__Dataset__
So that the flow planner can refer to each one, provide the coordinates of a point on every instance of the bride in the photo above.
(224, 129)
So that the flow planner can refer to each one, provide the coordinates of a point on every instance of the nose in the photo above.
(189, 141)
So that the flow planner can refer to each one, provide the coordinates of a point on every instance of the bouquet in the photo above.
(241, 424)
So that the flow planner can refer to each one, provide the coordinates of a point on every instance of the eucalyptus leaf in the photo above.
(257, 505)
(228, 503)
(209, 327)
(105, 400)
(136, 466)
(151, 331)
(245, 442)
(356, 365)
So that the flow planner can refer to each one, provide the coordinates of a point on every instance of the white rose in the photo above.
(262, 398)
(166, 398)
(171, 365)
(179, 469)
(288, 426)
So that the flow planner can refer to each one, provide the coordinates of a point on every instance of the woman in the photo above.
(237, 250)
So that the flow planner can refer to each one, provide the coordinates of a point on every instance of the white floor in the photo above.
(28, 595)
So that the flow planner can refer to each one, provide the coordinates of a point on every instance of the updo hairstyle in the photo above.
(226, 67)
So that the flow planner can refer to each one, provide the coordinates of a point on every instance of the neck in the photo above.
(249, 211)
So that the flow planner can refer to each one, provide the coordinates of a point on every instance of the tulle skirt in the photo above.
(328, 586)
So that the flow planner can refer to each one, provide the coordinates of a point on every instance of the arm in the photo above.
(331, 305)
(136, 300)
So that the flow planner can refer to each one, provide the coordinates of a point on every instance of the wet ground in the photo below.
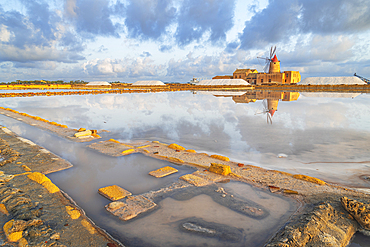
(321, 137)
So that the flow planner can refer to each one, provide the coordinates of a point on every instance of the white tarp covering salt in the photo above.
(348, 80)
(98, 83)
(221, 93)
(148, 83)
(331, 95)
(223, 82)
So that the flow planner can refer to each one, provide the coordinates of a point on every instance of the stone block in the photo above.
(220, 169)
(176, 147)
(132, 207)
(44, 181)
(309, 179)
(195, 180)
(220, 157)
(83, 133)
(114, 192)
(73, 212)
(13, 236)
(162, 172)
(128, 151)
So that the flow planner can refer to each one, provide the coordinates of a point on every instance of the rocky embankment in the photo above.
(34, 211)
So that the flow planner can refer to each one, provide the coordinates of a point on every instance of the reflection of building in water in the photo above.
(273, 76)
(270, 99)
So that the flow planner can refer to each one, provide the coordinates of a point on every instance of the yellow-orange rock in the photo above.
(220, 157)
(44, 181)
(73, 212)
(162, 172)
(220, 169)
(83, 133)
(195, 180)
(12, 236)
(3, 209)
(88, 226)
(176, 147)
(309, 179)
(114, 192)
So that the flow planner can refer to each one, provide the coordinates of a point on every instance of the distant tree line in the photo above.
(38, 82)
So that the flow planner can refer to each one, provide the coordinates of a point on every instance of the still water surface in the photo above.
(322, 135)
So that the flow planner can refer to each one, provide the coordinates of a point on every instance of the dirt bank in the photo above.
(33, 211)
(321, 220)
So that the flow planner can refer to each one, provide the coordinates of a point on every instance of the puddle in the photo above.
(360, 240)
(325, 137)
(321, 135)
(199, 221)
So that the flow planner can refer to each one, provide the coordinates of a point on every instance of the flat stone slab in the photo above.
(114, 192)
(132, 207)
(162, 172)
(113, 148)
(195, 180)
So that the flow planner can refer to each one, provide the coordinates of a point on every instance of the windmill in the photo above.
(269, 109)
(268, 59)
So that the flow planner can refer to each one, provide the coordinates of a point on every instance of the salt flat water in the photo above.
(325, 135)
(322, 135)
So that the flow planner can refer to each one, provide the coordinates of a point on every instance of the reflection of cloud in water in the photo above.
(331, 95)
(301, 129)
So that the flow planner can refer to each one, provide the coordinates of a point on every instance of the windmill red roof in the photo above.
(275, 59)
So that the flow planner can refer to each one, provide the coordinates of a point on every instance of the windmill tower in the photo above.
(269, 108)
(272, 64)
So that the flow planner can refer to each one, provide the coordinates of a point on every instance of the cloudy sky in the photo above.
(173, 40)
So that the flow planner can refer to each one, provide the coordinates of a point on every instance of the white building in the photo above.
(148, 83)
(347, 80)
(220, 82)
(98, 83)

__What to do__
Without any of the pictures, repeat the entries above word for word.

__Task response__
So that the flow planner can refer to each one, provide the coordinates of a point on every instance of the bride in the photo above.
(224, 129)
So that the flow planner can refer to each one, provide the coordinates of a point on every instance of the nose in the photo above.
(189, 141)
So that the flow planner can refer to each one, provide the coordinates of a point on every instance of the bouquet in the photo above.
(241, 424)
So that the flow planner can refer to each one, provide the coordinates of a point on every instance of the eucalyptus leaf in the photo above.
(257, 505)
(228, 503)
(209, 327)
(105, 400)
(136, 466)
(151, 331)
(245, 442)
(356, 365)
So that the flow planner can refer to each one, provide the coordinates of a point on every instance of the white rose in the photo above.
(262, 398)
(166, 398)
(171, 365)
(179, 469)
(288, 426)
So that the flow planner can refer to each one, provide the coordinates of a point on every instance of the woman in the photo above.
(237, 250)
So that the flow planner can refer to each one, provide the coordinates of a point on every instance of the white floor in the photo above.
(28, 595)
So that the flow planner can refer to each one, provide the coordinates of a point on every instance of the updo hairstyle in the photo above.
(226, 67)
So that the flow planner can refer to each one, provide the coordinates of a point on every instance of the neck in the photo above.
(249, 211)
So that the flow planner can refer to each one, provide the coordinates of a point on every instance of the tulle skirt in the photo above.
(328, 586)
So that the flow planner can refer to each one, provide the coordinates of a point on every instance of the arm in the photo above.
(331, 305)
(136, 300)
So that the flow planner can refer to each one, provide the coordinates of a point on every instance of the wet ground in the photo below.
(321, 137)
So that the flow planner can refer to each one, provide the coordinates of a point on every instance of the white tarp covering salt in the photo above.
(348, 80)
(98, 83)
(221, 93)
(148, 83)
(331, 95)
(223, 82)
So that the flow planner can refer to each one, provide the coordinates of a point on every instance of the stone block in the photo above.
(220, 169)
(176, 147)
(132, 207)
(44, 181)
(309, 179)
(195, 180)
(220, 157)
(83, 133)
(114, 192)
(73, 212)
(13, 236)
(162, 172)
(128, 151)
So that the flow planner can refer to each one, provide the coordinates of a point on every instance of the rocky embankment in the photo above.
(34, 211)
So that the flow planner can refer to each one, provide the coordinates of a point on every instance of the reflection of building in water in the photo above.
(273, 76)
(270, 99)
So that the flow planner can refer to each one, provide the coordinates of a point on every instance of the yellow-orange rock in the photo above.
(220, 157)
(44, 181)
(73, 212)
(162, 172)
(220, 169)
(83, 133)
(195, 180)
(12, 236)
(3, 209)
(88, 226)
(176, 147)
(309, 179)
(114, 192)
So that the flow planner can refer to each one, provide the coordinates of a point on every instance of the distant tree line in the photo above.
(38, 82)
So that the flow planner can refer to each one, provide the coordinates of a point on every instance of the still water surface in the photo above.
(322, 135)
So that the flow planner can refer to each one, provide the coordinates of a point on every instance of the dirt bank in the photo above.
(33, 211)
(321, 220)
So that the flow planner can refer to each one, provide the coordinates of a point on every instance of the puddle in the photo above.
(360, 240)
(325, 137)
(321, 135)
(199, 221)
So that the flow planner can refer to each one, provide the coordinates of a point on every instance of the flat stone slab in the photo above.
(114, 192)
(132, 207)
(162, 172)
(113, 148)
(195, 180)
So that the flow planner can refer to each one, provide the coordinates of a point on every instance of the windmill in the photo above.
(269, 109)
(268, 59)
So that the flow planner can refer to each one, provide the coordinates of a point on every instance of the salt flat water in the photo above.
(325, 135)
(322, 135)
So that the flow planner can refer to each one, provide the coordinates of a point on every instance of the reflection of cloud in water in the photo above.
(331, 95)
(301, 129)
So that the flow planner can refer to each one, provide the coordinates of a point on every instance of the windmill red roof in the photo above.
(275, 59)
So that the flow planner can refer to each one, provide the coordinates of a point on every instance of the windmill tower in the photo above.
(269, 108)
(272, 64)
So that the flow planner can refer to each one, provide the coordinates of a point on every instance of the cloudy sky in the photo above.
(173, 40)
So that the flow planner can refer to each one, provide the coordinates of a point on every instance of the white building in the photo above.
(148, 83)
(347, 80)
(220, 82)
(98, 83)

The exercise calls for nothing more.